## Begin EXTRACT TO READ

During its 2011 homecoming game against Memphis, for instance, Tulane reported a tickets-sold attendance of 25,158. Turnstile attendance numbers, however, revealed that 5,468 fans were present.

In 1981, the Wave averaged 37,663 in turnstile attendance. In 1991, it averaged 13,943 fans per game. In 2011, during which head coach Bob Toledo was fired midway through the season and the Wave won only two games, average turnstile attendance fell to 4,055 per game.

The Tulane athletics department declined to comment on the turnstile attendance numbers.

Longtime fan Judith Sherman said one reason the fan base is dwindling because students move away after they graduate, and it doesn’t allow the fan base to grow.

“The ones who graduate don’t really come back,” Sherman said.

Though the Superdome is only 3.3 miles away from campus, Tulane senior Greg Thompson said that playing off campus makes it much more difficult to draw in student fans.

“I think the Superdome is perceived as being really far away,” Thompson said. “It’s not really, though. It’s just not on campus.”

At many universities, football brings the campus together, but recent Tulane graduate Zach Ulrich said Tulane’s student culture does not have that.

“People don’t talk about the upcoming game during the week,” Ulrich said. “Most people don’t even know who we’re playing. There are so many different things for students to do, and people just go out and do other things. We don’t have that many things that just bring us together as a whole school. At some schools, football really does that.”

A new on-campus stadium

Though Tulane President Scott Cowen and Athletic Director Rick Dickson have not promoted Yulman Stadium as an end-all antidote for Tulane’s fan base size, the two have pushed it as a visible sign that the university administration is with the football program for the long haul.

Yvette Jones, chief operating officer and senior vice president for external affairs, said the stadium will rejuvenate what Tulane has lost in the Superdome.

“Playing at the Superdome has diminished numbers over time, and we lost students,” Jones said. “We lose alumni who come to town. We’ve lost a fan base, and we believe putting it back on campus is going to draw people back from the neighborhood, from the broader community, and just around Tulane, as well as our students and our fans.”

Executive Associate Athletic Director Brandon Macneill said an on-campus stadium would allow busy students to enjoy Green Wave football without giving up their entire Saturday.

“You can see it from my office, but it might as well be a different state because it’s not here,” Macneill said. “The commitments that [students] have between the service, the classes, the studying makes it hard to devote an entire day to go all the way downtown. Unless we are really winning, it’s tough, but I think building an on-campus stadium will change that completely because it will be a focal point for the entire university community.”

Ulrich said the stadium could be the answer as well.

“By the time it’s built, we’re going to have a better [football] program,” Ulrich said. “I think we’re already doing better. I think we’re going to be winning more, and it will be more convenient for students to come. People will be able to tailgate in the parking lot.”

In a Sept. 24 forum addressing the stadium, Cowen pointed toward SMU as a Football Bowl Subdivision school that recently completed a similar stadium project.

## End EXTRACT TO READ

### STATED PROBLEM
Write out the article on Tulane football attendance between "During its 2011" and "fans were present.", inclusive. The items that come next are not needed.

## Begin MATERIAL PROVIDED

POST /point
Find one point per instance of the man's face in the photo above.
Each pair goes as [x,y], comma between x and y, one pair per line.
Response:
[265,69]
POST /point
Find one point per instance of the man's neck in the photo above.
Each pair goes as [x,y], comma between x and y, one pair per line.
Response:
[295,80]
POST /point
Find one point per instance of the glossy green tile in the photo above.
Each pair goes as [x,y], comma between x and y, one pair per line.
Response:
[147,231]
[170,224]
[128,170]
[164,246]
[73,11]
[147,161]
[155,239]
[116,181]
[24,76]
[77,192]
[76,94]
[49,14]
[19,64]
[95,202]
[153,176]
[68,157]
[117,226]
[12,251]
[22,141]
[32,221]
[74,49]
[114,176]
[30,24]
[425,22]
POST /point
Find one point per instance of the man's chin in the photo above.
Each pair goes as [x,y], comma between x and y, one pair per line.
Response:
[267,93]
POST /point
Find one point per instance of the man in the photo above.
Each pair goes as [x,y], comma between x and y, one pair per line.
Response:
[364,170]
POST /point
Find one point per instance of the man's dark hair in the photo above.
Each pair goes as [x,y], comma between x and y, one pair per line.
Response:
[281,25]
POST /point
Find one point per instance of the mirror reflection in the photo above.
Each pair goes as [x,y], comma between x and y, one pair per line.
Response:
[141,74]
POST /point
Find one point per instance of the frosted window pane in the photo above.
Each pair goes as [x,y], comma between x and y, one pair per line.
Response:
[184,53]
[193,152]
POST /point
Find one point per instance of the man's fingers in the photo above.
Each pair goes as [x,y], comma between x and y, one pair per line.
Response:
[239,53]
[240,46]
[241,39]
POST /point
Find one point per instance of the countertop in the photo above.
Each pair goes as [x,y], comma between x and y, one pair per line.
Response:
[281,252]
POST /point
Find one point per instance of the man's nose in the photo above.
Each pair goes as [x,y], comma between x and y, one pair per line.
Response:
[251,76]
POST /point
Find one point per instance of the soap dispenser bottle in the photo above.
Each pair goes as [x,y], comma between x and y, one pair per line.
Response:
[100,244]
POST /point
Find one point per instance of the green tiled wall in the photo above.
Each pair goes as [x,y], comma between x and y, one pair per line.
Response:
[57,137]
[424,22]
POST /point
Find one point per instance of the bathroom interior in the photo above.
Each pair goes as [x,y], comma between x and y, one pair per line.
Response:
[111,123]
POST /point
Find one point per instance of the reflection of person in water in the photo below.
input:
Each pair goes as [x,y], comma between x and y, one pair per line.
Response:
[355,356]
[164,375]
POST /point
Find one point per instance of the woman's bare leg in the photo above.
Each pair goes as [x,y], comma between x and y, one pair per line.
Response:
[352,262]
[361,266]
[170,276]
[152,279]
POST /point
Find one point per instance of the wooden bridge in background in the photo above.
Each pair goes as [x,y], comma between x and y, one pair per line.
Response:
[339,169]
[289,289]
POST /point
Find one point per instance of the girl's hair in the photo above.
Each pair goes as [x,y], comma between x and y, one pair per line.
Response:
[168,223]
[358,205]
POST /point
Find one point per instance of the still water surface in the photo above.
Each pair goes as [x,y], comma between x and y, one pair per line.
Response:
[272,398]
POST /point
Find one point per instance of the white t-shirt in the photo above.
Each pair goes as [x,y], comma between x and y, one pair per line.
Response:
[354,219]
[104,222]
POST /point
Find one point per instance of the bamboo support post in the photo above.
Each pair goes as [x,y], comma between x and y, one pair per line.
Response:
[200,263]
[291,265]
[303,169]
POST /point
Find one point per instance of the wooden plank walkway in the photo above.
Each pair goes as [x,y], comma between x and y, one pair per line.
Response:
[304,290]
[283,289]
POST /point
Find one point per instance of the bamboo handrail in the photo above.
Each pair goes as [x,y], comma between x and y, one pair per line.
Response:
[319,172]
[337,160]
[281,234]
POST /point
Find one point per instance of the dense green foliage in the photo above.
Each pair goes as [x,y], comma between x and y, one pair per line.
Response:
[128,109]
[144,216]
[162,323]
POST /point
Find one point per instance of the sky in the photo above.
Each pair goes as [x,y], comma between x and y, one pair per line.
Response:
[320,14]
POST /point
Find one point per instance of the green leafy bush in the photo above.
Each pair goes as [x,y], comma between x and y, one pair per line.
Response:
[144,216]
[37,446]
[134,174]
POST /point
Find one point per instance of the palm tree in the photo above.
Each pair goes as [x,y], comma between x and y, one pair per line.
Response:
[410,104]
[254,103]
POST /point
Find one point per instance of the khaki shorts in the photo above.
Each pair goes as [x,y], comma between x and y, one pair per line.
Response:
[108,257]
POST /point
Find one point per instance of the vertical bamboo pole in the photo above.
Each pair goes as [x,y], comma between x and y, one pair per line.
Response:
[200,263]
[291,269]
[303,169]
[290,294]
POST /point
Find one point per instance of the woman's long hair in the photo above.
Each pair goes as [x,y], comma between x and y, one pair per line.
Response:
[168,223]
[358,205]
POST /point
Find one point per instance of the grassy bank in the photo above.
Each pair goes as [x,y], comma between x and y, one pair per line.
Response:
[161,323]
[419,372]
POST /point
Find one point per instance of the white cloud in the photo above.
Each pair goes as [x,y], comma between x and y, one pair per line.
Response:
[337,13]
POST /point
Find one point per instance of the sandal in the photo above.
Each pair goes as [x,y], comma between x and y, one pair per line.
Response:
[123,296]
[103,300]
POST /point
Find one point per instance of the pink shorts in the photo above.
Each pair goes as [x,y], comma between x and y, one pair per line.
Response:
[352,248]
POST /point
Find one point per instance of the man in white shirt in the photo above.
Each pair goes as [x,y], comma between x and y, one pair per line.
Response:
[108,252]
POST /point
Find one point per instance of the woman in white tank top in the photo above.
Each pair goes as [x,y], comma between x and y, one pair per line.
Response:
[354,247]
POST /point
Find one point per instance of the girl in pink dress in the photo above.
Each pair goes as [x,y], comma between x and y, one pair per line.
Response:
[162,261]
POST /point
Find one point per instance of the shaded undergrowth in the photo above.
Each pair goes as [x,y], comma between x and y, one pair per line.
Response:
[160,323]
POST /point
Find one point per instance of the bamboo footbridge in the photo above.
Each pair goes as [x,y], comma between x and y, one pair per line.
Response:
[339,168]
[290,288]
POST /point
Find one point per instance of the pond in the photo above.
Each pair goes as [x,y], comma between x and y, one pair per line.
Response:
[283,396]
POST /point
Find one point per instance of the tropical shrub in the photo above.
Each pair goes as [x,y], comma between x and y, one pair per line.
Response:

## End MATERIAL PROVIDED

### COMPLETED EXERCISE
During its 2011 homecoming game against Memphis, for instance, Tulane reported a tickets-sold attendance of 25,158. Turnstile attendance numbers, however, revealed that 5,468 fans were present.